#### Reading text
+++++

Today I saw the mother rabbit trying to eat raspberries from their lower branches. The two baby bunnies all that were left from her latest drop of five hopping around my rose garden. And then the Garter snake slithering out of my Kiwi Gold raspberry bed and my keen bowser paying no attention!


#671

Here’s the bunny!


#672

No fear!!!

Katy


#673

No kidding!


#674

The doe only had two babies survive and they have since left town. Their nest has been torn to pieces. Hey, what about my fearless pup? Lol!


#675

She’s saying “Let me at ‘em…just let me…!!!

Katy


#676

@mrsg47 & @k8tpayaso You guys are so funny!

I was going to say, “sick it fido!” I see it all cleary Mrs. G.! :grin:

Dax


#677

My chippie has watched our wabbits. Now he eats clover. Just like they do. Totally serious. Weird sweet little dog


#678

so…this happened…TWICE!!! This is just about 10 feet from my orchard. Can you believe that I found these 2 snakes just 2 days apart. And these are not some piddly garter snakes-those I can handle. These are chicken snakes, and as you can see, the first one was absolutely living up to his name. He was on his way into my chicken brood-house where he no doubt would have had a nice meal!!! This is the largest snake I’ve ever found, and honestly I didn’t know they got this large. Believe it or not, the one on the chicken pen measured 7 feet and 2 inches!!! 7 ft 2!!! Are you kidding. I must confess that I somehow didn’t see him until I was about a foot away, at which point I’m not toooo ashamed to admit I screamed like a little girl!!! ha. I rarely kill snakes, and the second one (it was “ONLY” 5’ 4 inches) I didn’t kill- put it in a bucket and drove him about 2 miles away and released him. But the first guy trying to kill my chickens went to far so…it was OFF WITH HIS HEAD! Sorry. I know they kill mice and other pests but he was killing chickens and I can’t have that. Plus he was just too big for my comfort level! haha

This guy got to live…


#679

I’ve killed aggressive snakes out of reaction. Sometimes given a situation we react in a way we didn’t expect to. When I was younger an old guy I knew trained military and police snipers and he always told me people full of adrenaline are difficult to predict. He worked on fishing poles in his spare time I would assume to gather and control his thoughts. Never can we control that initial reaction when we see a seven foot snake. Hopefully the next one goes in a bucket and goes to a nearby wild area out of harm. I don’t blame you for killing it but hopefully next time you won’t. The response is Fight or flight and what you do depends on you and of course the given day and mood your in. When I was a kid snakes were something I grew up around so I react different. Once an aggressive bunch of water snakes moved in on me and my reaction was to mow that entire area which killed a couple and at least a dozen left the area asap. They caught me in a bad mood and came after me which ended badly. My next step would have been to burn all undergrowth I couldn’t reach with the mower so luckily for them they chose option A and left. Much the same in your situation the chickens needed protected so you did the best you could at the time.

+++++

#### Data provided
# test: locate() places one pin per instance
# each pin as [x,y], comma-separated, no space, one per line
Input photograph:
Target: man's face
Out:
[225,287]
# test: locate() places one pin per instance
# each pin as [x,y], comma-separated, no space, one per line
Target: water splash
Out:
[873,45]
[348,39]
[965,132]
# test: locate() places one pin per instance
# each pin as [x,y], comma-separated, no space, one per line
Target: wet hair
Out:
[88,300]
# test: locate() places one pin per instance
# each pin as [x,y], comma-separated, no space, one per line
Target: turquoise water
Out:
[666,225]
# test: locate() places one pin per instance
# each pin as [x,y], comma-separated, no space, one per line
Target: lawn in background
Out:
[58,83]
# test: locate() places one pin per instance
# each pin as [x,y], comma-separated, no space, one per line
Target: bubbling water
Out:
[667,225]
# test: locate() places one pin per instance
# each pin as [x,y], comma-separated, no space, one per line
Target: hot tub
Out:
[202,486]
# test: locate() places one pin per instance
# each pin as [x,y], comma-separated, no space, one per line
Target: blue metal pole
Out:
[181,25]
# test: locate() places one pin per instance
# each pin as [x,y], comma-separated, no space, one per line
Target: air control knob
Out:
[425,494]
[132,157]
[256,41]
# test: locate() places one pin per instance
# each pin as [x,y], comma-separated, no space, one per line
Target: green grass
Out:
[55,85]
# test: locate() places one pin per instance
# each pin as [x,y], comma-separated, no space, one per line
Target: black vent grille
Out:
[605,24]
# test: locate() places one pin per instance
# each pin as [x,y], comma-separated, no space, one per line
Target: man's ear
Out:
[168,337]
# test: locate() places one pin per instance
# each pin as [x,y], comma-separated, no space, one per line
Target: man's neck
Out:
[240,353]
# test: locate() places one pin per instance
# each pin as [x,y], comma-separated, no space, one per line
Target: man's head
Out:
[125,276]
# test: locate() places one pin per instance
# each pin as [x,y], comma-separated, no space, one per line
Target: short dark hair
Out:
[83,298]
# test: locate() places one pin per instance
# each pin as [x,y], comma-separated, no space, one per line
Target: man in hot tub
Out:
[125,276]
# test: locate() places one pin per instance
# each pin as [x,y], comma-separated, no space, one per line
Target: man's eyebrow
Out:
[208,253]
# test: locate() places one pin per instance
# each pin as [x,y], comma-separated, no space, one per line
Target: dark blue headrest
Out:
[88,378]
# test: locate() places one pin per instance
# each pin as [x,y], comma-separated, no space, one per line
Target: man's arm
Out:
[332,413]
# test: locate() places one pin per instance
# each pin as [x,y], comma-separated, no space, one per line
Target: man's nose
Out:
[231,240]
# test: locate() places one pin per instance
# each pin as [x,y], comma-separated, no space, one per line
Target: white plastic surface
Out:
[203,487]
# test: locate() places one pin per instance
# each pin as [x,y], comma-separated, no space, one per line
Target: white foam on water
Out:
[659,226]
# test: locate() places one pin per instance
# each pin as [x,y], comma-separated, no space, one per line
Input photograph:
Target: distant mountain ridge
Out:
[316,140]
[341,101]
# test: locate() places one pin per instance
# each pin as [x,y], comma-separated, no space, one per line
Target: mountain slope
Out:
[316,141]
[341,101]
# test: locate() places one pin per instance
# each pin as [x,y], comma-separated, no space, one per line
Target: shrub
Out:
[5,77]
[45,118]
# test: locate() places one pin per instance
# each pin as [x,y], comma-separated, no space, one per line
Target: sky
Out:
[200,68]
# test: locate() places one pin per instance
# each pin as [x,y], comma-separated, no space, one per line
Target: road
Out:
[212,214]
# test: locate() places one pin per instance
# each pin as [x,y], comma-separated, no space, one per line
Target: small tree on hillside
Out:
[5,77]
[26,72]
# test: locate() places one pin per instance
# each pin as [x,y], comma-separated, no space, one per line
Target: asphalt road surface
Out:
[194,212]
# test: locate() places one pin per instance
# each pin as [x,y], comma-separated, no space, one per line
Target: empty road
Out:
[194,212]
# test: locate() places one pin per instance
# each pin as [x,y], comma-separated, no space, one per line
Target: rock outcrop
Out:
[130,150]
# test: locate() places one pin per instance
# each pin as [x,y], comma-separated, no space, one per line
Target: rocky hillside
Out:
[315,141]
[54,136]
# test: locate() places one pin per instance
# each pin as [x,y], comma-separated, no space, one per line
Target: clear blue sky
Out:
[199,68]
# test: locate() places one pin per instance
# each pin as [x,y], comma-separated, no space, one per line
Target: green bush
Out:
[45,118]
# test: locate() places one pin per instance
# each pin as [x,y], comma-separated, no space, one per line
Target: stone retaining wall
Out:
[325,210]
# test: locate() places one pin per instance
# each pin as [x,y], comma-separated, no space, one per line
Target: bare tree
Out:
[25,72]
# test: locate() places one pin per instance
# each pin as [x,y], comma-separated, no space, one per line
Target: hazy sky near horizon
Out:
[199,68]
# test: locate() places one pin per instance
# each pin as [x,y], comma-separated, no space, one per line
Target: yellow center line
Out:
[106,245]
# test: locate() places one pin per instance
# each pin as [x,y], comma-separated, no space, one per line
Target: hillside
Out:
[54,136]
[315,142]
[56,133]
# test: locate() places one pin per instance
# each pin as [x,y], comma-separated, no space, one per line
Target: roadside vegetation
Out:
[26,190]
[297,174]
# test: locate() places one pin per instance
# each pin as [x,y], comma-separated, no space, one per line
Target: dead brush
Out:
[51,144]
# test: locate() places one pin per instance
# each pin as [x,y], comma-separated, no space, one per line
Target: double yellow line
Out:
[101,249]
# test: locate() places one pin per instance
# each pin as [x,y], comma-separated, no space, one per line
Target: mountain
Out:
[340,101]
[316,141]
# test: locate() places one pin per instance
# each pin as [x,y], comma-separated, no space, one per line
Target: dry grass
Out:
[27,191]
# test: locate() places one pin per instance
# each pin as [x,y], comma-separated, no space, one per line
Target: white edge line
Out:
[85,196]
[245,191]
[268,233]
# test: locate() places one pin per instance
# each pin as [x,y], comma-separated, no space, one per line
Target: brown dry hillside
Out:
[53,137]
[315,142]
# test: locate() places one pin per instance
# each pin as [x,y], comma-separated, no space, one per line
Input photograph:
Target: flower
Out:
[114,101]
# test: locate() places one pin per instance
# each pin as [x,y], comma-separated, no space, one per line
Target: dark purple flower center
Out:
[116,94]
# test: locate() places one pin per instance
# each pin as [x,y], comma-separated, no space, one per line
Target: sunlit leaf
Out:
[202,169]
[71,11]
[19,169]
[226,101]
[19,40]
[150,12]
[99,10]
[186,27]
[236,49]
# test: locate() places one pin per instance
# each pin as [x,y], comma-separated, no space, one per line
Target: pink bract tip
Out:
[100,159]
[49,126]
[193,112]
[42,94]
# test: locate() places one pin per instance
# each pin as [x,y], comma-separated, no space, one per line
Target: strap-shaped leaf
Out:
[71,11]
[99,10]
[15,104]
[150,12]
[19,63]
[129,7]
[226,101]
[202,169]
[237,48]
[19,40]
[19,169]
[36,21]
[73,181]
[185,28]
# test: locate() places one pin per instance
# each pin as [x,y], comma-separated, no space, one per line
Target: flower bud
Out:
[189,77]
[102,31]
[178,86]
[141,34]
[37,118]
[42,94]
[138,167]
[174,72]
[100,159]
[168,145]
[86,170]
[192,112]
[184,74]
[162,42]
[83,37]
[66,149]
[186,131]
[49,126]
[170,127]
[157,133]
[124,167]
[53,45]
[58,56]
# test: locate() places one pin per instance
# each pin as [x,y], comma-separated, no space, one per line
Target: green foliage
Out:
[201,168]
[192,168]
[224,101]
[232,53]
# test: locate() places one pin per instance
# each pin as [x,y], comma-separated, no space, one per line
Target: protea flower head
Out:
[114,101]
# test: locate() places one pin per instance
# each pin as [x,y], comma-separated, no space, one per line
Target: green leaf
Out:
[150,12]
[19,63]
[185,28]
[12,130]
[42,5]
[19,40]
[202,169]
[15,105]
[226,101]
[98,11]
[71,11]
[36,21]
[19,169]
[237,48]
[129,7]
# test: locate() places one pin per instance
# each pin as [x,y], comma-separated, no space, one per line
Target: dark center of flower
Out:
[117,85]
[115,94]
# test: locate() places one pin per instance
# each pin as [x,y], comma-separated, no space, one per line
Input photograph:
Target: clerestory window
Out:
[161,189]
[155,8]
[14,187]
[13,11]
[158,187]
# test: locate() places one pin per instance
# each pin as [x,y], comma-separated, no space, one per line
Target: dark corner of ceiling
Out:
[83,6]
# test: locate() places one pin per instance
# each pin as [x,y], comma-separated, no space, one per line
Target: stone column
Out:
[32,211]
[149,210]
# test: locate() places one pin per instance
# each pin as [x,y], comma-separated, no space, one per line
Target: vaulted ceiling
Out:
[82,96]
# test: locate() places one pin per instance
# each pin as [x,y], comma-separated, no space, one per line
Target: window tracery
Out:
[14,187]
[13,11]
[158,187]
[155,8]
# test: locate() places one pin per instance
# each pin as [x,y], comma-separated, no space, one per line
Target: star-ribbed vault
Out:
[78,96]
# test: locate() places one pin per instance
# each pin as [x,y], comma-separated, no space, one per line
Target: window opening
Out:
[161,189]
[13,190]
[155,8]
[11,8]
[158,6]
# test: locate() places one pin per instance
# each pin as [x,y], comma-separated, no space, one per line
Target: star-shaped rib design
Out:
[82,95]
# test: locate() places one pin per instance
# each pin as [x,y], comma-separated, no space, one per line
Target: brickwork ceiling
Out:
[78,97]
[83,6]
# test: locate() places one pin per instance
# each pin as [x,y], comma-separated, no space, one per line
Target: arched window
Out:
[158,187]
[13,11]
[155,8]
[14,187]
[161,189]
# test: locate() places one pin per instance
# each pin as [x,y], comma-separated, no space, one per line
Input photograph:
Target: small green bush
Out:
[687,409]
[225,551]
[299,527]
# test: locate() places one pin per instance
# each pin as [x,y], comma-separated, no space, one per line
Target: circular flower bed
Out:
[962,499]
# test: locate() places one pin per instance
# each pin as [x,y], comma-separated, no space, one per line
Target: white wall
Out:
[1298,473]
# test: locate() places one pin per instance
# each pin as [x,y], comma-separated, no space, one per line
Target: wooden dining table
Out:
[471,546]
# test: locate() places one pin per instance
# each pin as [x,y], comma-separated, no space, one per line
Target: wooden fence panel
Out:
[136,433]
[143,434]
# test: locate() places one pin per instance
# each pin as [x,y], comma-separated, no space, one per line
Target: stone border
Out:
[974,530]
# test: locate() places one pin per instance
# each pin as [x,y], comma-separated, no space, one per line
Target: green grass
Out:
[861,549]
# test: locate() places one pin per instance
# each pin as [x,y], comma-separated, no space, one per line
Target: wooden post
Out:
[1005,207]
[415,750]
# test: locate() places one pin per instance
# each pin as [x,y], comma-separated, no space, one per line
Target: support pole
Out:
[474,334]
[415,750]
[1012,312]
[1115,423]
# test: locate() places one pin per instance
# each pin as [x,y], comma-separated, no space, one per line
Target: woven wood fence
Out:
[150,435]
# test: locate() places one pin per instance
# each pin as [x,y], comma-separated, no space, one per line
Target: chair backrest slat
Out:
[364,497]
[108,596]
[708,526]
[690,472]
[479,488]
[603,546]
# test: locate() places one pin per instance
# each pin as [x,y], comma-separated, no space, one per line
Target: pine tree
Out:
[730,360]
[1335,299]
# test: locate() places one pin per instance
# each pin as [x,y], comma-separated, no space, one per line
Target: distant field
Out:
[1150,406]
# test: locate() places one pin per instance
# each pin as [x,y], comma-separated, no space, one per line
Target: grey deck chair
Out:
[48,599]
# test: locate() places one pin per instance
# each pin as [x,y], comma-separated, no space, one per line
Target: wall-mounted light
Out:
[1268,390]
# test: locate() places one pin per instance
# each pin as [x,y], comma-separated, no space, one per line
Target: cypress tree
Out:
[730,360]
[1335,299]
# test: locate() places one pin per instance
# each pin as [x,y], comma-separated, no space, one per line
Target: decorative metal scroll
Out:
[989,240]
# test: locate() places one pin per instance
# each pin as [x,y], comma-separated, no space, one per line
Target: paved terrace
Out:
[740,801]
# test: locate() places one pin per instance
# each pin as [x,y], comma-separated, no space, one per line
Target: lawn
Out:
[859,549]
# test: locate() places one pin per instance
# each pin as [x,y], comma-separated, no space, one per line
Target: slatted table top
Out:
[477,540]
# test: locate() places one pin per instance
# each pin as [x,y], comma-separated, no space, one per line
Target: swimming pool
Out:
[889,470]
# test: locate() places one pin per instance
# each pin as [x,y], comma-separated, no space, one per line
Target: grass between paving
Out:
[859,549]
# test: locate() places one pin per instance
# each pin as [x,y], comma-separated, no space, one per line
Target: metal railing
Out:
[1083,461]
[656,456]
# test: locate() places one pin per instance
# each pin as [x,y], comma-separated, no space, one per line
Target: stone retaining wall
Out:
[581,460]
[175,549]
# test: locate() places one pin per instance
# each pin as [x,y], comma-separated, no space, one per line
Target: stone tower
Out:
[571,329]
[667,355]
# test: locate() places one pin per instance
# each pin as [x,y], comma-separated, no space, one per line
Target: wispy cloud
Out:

+++++

#### Task requirements
**1)** In the forum thread on garden wildlife, how long was the snake found on the chicken pen?
**2)** Render this sentence from the forum thread on garden wildlife in Spanish: "This is the largest snake I’ve ever found, and honestly I didn’t know they got this large."

#### Solutions for each task
**1)** It measured 7 feet and 2 inches.

**2)** Esta es la serpiente más grande que he encontrado en mi vida, y sinceramente no sabía que llegaban a ser tan grandes.